» **Tarefa dada a**
No parágrafo do texto da página que começa com "Caro Carrón", liste as palavras escritas com inicial maiúscula que não aparecem no começo de uma frase.

Sermos nós mesmos sempre

A conversa que me pôs perante um dilema

Caro Carrón, estive umas semanas na Bélgica num curso de Verão ligado à universidade, onde pude conhecer jovens provenientes de toda a Europa. Uma das primeiras coisas que me espantaram é a inexplicável curiosidade que tinha em relação a eles. Geralmente sou muito tímida, espero sempre que sejam os outros a virem ter comigo e, em vez disso, com eles estava toda decidida a ver o que tinham a dizer à minha vida. Para a minha maneira de ser isto é já uma primeira mudança, induzida talvez pela chamada constante à abertura ao mundo em que o Papa e tu insistem.

» **Entradas fornecidas**
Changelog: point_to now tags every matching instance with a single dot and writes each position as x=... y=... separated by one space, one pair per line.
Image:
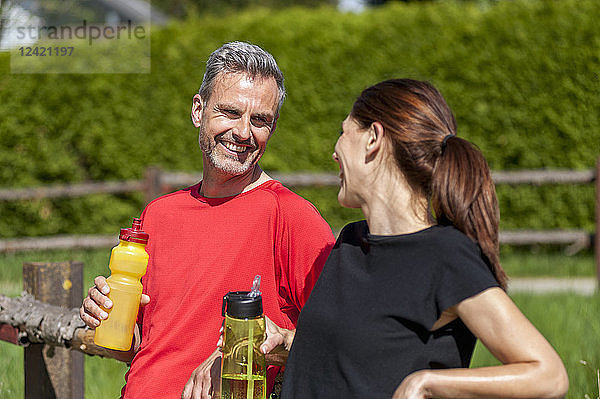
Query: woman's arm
x=531 y=368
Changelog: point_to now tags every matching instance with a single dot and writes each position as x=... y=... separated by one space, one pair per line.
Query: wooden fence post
x=597 y=233
x=152 y=183
x=54 y=372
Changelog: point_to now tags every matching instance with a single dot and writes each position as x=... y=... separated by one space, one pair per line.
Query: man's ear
x=197 y=106
x=274 y=125
x=374 y=141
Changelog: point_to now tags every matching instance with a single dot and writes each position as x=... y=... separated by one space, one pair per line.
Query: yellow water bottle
x=243 y=368
x=128 y=262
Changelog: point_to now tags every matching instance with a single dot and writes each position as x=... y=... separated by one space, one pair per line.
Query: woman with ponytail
x=405 y=293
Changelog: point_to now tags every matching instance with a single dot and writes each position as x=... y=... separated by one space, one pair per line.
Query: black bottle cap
x=240 y=305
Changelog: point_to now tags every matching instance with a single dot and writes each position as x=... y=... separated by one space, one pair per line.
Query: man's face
x=236 y=122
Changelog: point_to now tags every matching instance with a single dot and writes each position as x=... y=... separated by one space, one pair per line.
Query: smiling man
x=215 y=236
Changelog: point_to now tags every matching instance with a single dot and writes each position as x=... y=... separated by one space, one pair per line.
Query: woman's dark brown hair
x=447 y=170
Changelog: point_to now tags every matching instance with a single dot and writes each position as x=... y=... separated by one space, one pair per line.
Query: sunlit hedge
x=523 y=78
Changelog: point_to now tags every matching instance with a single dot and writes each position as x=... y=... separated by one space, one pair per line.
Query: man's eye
x=231 y=113
x=260 y=122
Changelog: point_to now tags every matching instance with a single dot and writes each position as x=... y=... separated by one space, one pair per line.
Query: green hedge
x=523 y=78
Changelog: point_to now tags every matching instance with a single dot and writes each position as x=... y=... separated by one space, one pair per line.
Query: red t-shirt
x=201 y=248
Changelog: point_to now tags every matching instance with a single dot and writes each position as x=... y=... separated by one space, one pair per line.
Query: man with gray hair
x=215 y=236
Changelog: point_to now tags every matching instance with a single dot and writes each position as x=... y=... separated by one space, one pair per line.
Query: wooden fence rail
x=45 y=321
x=157 y=182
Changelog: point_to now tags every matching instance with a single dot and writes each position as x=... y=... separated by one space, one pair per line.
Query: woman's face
x=350 y=154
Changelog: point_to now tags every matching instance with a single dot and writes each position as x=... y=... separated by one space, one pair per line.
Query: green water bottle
x=243 y=369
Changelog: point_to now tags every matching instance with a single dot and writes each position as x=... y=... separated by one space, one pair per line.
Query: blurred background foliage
x=523 y=78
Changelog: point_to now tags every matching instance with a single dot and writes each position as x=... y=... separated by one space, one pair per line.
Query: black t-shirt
x=366 y=325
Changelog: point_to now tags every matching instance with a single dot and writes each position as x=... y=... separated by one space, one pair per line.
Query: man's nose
x=242 y=130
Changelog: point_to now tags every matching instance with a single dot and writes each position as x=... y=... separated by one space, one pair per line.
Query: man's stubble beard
x=222 y=163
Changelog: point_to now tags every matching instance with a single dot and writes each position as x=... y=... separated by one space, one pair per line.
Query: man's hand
x=276 y=336
x=91 y=311
x=204 y=382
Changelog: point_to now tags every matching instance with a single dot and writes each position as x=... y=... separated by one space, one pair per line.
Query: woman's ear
x=197 y=106
x=375 y=140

» **Tarefa dada b**
Devolva cada linha das entradas em que aparece a palavra "water".

» **Resposta a**
- Carrón
- Bélgica
- Verão
- Europa
- Papa

» **Resposta b**
Query: yellow water bottle
Query: green water bottle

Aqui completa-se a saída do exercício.